Data in this exercise
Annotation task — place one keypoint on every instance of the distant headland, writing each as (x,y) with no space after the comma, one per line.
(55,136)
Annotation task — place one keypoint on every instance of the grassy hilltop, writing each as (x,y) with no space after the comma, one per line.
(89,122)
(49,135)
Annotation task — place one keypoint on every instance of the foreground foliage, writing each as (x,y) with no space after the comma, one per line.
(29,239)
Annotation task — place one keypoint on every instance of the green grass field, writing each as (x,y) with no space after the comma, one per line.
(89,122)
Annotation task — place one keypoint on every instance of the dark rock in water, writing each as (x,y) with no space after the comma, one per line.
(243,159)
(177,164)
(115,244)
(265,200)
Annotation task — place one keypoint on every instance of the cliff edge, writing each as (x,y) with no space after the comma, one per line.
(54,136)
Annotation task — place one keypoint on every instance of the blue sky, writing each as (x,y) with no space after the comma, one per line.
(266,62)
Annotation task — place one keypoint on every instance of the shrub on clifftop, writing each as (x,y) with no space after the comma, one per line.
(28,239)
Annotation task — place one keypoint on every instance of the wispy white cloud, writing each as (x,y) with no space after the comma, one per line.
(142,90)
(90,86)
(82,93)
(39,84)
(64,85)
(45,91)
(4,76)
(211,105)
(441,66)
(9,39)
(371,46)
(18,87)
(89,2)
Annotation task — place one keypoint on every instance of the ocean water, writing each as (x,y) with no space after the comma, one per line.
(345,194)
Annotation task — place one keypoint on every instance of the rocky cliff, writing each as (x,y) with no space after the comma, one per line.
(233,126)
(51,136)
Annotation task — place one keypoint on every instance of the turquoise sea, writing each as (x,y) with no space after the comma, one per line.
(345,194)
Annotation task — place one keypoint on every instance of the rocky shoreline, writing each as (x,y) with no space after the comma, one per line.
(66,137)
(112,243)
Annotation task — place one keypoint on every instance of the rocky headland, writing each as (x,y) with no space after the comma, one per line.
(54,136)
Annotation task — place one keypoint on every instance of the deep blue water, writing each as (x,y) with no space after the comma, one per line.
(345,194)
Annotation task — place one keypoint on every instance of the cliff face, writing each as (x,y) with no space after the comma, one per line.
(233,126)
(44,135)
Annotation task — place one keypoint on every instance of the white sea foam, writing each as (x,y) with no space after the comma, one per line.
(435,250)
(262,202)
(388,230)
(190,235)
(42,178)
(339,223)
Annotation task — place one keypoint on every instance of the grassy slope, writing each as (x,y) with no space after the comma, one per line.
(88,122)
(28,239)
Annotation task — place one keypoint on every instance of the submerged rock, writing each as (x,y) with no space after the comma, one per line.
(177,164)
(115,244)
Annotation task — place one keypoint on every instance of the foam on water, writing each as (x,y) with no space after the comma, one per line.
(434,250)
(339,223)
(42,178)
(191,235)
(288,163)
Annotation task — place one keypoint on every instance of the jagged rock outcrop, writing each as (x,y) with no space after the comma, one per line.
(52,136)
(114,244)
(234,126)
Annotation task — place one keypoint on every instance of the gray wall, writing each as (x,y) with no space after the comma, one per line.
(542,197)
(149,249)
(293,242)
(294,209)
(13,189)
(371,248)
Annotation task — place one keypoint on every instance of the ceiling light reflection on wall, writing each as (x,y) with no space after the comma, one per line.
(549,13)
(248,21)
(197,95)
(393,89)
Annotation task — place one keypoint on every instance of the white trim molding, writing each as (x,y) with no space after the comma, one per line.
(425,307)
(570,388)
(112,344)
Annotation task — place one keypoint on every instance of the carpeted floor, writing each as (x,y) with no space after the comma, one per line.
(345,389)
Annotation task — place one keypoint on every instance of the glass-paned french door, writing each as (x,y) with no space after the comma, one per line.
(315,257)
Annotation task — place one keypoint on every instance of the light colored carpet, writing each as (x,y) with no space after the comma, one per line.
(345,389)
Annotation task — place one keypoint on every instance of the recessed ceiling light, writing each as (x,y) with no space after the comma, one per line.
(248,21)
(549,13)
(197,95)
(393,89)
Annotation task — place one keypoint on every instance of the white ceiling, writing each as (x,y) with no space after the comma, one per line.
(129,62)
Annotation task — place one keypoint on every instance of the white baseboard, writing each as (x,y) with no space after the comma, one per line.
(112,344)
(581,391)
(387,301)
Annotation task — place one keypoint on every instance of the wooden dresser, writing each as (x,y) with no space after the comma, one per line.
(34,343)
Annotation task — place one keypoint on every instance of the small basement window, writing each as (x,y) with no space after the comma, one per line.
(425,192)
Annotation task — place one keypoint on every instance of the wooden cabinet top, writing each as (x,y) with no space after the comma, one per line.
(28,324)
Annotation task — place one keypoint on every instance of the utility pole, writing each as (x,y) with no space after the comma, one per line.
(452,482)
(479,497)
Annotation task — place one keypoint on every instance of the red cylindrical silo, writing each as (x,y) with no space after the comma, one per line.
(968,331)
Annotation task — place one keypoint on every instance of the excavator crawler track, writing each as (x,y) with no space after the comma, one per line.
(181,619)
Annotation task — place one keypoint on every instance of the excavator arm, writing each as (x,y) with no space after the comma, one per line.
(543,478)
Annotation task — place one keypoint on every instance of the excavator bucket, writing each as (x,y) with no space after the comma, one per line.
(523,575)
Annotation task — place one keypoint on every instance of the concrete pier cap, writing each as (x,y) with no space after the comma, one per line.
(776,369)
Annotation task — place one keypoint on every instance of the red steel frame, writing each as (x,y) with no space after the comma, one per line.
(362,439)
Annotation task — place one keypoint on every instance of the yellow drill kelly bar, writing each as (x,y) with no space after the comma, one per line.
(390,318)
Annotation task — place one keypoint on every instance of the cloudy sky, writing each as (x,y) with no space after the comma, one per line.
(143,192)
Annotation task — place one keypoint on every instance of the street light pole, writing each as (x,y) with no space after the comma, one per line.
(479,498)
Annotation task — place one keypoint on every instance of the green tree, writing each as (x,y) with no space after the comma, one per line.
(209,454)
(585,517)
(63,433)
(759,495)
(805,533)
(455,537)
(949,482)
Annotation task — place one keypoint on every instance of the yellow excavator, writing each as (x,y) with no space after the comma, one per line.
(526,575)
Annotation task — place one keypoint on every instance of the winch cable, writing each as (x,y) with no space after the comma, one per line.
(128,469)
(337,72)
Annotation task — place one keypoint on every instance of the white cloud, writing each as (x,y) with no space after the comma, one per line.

What is being asked
Copy out exactly the lines of the data above, from the line with "green tree, writing" through the last line of the data.

Final result
Annotation task — place one keypoint on every instance of the green tree, writing each as (x,y) with no space after the comma, one per line.
(209,454)
(585,517)
(63,433)
(759,495)
(805,533)
(455,537)
(949,482)
Annotation task — place one keypoint on every instance of the yellow excavator, writing each as (x,y) with no space after the comma, one per line.
(526,575)
Annotation task — place one keypoint on every instance of the winch cable, writing each as (x,y) with no space after the comma, one per line.
(128,469)
(337,72)
Annotation task — place one keypoint on every instance of the white cloud, writing each as (x,y) with no space after the comma, one per line.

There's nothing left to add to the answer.